• _REQUIREMENT_:
Format every line of the records below as a numbered list, leaving out any blank lines.
— Start of INPUT —
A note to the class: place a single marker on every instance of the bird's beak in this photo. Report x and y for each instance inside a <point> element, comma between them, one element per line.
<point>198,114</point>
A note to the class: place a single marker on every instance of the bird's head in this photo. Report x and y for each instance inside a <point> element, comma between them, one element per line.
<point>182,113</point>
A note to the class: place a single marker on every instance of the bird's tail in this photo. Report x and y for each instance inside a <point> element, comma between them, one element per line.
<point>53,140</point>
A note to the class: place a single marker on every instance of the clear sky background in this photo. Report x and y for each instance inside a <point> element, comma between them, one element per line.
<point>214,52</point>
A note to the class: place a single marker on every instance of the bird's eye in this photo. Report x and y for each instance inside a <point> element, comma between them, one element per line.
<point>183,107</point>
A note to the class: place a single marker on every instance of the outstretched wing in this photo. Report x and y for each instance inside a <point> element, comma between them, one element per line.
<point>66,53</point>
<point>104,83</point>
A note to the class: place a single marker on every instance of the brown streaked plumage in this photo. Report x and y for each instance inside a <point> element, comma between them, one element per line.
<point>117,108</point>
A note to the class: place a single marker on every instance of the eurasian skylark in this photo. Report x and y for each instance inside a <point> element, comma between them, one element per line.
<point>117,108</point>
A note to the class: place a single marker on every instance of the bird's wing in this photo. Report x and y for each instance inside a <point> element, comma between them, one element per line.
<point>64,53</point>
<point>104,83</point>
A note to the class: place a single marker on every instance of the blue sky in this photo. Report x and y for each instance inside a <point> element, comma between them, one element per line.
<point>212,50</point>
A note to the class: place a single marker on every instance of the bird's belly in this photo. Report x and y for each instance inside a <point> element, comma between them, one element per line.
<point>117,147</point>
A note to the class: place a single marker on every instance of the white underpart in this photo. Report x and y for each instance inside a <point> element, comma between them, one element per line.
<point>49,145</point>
— End of INPUT —
• _EXPECTED OUTPUT_:
1. A note to the class: place a single marker on every instance of the bird's beak in this photo. Report x and y for each instance inside a <point> element, comma between them, one element per line.
2. <point>198,114</point>
3. A note to the class: place a single marker on every instance of the bird's head in this photo. Report x and y for each instance inside a <point> element, comma between them, one element per line.
4. <point>182,113</point>
5. A note to the class: place a single marker on every instance of the bird's tail in this photo. Report x and y for each instance inside a <point> element, comma between them, one element per line.
6. <point>53,140</point>
7. A note to the class: place a single marker on every instance of the clear sky background in this photo. Report x and y for each instance inside a <point> element, comma between them, one element per line.
8. <point>214,52</point>
9. A note to the class: place a single marker on every instance of the bird's eye in this photo. Report x and y for each instance inside a <point> element, comma between them, one element per line.
10. <point>183,107</point>
11. A note to the class: place a single marker on every instance of the outstretched wing in this photo. Report x and y for each instance inside a <point> element, comma between them, one element per line.
12. <point>66,53</point>
13. <point>104,83</point>
14. A note to the class: place a single marker on every instance of the brown streaked plumage in this photo. Report x and y for each instance inside a <point> element, comma between them, one element per line.
15. <point>117,108</point>
16. A note to the class: place a single marker on every instance of the eurasian skylark in this photo. Report x and y for each instance inside a <point> element, comma between them, one element per line.
17. <point>117,108</point>
18. A note to the class: place a single marker on every instance of the bird's wing in this photo. Report x and y for each instance inside a <point> element, comma between them, one element per line.
19. <point>64,53</point>
20. <point>104,83</point>
21. A note to the class: place a single marker on every instance of the blue sky in this photo. Report x and y for each instance inside a <point> element, comma between them, one element per line.
22. <point>212,50</point>
23. A note to the class: place a single marker on every instance of the bird's belly in this photo. Report x and y for each instance inside a <point> element, comma between them, one element per line.
24. <point>117,147</point>
25. A note to the class: place a single marker on every instance of the white underpart in this photo. Report x and y for each instance inside a <point> element, comma between them, one element per line.
26. <point>49,145</point>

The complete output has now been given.